• _GOAL_:
Reproduce the lines of the records from the one containing "around the brown" through the end of the records, substituting "tight" for "snug" and leaving everything else unchanged.

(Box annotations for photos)
— Start —
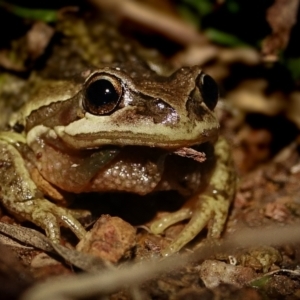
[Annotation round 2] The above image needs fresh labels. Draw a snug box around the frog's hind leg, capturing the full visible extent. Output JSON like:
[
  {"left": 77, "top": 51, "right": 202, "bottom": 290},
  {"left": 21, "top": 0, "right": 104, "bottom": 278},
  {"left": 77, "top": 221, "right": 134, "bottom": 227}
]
[
  {"left": 0, "top": 136, "right": 85, "bottom": 242},
  {"left": 150, "top": 138, "right": 236, "bottom": 256}
]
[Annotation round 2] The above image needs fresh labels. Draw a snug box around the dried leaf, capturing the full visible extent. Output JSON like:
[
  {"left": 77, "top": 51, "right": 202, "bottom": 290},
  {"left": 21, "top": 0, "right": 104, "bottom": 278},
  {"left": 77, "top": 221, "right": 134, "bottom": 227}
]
[{"left": 262, "top": 0, "right": 299, "bottom": 60}]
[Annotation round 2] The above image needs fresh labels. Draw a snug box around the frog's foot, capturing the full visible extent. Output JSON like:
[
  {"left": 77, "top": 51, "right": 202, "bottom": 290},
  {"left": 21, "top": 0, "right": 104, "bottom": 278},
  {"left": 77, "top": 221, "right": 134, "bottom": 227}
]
[
  {"left": 29, "top": 199, "right": 86, "bottom": 243},
  {"left": 150, "top": 138, "right": 236, "bottom": 256},
  {"left": 150, "top": 195, "right": 229, "bottom": 256},
  {"left": 0, "top": 136, "right": 86, "bottom": 243}
]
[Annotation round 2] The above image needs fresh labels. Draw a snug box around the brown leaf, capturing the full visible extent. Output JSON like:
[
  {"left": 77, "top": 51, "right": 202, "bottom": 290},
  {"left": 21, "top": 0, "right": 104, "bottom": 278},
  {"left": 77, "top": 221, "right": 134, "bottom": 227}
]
— End —
• _SOLUTION TO THE EXERCISE_:
[Annotation round 2] The above image needs fresh labels. Draw a tight box around the brown leaf, capturing the full visible extent. Output JSON like:
[
  {"left": 77, "top": 51, "right": 202, "bottom": 290},
  {"left": 21, "top": 0, "right": 104, "bottom": 278},
  {"left": 77, "top": 221, "right": 134, "bottom": 227}
]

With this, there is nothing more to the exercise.